▶ **What is expected**: Update the part that opens with the line containing "Expected: for each instance of the building" and closes with the line containing "x=410 y=327" by replacing "outline" with "boundary" and leaving everything else unchanged. Return only those lines.

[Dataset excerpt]
————

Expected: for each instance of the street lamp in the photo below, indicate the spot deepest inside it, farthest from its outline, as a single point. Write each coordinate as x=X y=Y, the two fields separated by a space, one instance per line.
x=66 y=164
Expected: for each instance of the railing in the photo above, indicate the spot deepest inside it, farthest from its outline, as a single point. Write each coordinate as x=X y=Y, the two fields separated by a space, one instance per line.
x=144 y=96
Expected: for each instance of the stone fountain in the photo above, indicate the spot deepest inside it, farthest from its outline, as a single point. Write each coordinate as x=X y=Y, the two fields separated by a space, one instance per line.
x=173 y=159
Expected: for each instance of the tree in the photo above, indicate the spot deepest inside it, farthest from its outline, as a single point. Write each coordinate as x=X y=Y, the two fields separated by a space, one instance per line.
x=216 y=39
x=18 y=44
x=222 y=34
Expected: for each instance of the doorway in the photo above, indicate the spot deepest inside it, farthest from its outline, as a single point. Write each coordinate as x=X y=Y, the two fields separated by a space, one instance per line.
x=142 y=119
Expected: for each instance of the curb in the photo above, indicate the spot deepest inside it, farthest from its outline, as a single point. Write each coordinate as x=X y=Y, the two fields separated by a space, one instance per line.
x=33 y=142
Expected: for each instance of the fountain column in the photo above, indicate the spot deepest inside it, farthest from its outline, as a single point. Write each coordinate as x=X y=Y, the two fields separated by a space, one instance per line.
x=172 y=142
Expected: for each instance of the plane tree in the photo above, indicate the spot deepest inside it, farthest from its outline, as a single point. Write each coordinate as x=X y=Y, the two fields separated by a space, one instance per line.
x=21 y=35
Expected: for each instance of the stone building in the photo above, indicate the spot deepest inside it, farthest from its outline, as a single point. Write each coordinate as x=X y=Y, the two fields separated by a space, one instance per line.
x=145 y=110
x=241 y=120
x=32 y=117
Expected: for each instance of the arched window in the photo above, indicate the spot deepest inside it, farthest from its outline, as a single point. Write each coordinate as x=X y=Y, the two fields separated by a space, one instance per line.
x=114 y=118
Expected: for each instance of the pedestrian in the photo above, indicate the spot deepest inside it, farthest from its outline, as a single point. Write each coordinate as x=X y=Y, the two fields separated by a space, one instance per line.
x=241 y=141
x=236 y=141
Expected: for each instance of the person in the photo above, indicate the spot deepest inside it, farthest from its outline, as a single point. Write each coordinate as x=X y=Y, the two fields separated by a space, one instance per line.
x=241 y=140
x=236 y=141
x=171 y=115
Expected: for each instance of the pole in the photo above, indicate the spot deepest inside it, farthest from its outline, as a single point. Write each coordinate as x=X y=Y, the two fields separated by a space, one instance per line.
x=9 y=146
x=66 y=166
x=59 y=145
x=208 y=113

————

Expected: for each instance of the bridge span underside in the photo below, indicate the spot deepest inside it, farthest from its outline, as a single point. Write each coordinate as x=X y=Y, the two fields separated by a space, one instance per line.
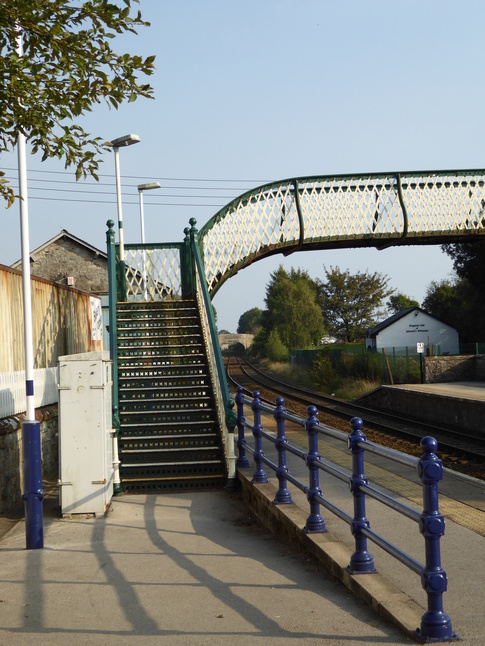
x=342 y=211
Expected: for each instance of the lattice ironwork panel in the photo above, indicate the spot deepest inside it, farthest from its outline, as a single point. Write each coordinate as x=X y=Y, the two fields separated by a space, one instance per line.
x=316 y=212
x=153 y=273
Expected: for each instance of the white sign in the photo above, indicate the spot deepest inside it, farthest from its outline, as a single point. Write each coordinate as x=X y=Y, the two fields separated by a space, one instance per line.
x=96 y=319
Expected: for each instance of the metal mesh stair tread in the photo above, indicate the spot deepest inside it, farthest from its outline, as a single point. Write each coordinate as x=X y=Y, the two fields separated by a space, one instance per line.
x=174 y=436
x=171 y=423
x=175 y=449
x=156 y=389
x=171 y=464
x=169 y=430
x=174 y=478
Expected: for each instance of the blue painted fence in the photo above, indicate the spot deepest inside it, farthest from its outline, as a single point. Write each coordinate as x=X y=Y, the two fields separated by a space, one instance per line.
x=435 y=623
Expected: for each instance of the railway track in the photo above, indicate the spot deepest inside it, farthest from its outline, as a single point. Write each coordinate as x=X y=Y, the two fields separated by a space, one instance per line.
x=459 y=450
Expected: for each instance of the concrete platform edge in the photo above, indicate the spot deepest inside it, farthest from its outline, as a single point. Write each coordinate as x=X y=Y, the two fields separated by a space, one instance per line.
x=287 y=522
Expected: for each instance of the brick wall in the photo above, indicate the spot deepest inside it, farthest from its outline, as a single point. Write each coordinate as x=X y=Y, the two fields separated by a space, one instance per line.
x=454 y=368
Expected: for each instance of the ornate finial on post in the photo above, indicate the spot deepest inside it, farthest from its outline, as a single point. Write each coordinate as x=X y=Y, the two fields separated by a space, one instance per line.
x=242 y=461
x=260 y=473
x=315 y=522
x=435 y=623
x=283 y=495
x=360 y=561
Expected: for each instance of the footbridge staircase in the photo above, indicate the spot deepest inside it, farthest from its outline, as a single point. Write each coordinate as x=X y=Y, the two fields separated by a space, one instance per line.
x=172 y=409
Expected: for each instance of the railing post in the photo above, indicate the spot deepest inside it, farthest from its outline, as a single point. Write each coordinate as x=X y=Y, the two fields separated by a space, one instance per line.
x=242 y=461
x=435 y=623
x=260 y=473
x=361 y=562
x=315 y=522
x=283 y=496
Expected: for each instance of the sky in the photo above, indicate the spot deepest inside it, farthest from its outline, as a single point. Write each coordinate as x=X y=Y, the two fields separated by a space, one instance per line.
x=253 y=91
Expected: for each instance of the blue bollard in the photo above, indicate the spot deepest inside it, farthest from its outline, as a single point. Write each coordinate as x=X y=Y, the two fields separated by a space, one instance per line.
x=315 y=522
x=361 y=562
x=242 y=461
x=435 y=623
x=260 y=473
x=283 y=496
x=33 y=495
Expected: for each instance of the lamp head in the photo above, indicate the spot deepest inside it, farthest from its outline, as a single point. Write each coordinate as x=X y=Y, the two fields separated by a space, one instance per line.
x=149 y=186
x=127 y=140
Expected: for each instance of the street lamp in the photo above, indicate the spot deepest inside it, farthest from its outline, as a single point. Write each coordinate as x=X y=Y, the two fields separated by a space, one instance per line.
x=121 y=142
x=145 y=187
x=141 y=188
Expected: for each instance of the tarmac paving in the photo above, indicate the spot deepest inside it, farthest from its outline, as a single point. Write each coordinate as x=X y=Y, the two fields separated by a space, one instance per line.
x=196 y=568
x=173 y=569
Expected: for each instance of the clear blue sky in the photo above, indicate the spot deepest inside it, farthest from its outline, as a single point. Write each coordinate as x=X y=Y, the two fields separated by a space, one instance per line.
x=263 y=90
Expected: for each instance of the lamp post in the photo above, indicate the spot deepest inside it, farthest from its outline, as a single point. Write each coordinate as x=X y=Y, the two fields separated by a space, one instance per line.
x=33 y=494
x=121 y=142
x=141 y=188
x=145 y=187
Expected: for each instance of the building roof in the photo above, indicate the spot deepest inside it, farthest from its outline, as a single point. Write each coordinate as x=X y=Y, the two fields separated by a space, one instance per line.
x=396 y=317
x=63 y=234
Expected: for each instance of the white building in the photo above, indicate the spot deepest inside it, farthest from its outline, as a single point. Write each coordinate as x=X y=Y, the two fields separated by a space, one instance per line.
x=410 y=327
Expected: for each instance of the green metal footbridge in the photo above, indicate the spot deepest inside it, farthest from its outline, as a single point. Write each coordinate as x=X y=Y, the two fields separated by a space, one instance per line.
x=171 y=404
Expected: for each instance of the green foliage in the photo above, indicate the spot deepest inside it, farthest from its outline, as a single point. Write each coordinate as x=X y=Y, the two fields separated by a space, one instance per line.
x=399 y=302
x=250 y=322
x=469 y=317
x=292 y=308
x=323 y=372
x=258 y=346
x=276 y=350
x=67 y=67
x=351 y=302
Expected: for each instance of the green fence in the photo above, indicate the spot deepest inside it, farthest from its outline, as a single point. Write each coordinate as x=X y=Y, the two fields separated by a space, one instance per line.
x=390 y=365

————

▶ **Result below**:
Expected: for each instance of the building roof in the photo above, indicate the spot deepest inside it, farthest from its boundary, as a single point. Write each coordinate as x=X y=Y, the two fields separated by a space, one instance per line.
x=396 y=317
x=63 y=234
Expected: for each instance of the white building in the photo above, indicate the spot deepest inside it, farthest from its boundary, as a single point. Write each coordinate as x=X y=Y, the two fields separated by a space, one instance per line.
x=410 y=327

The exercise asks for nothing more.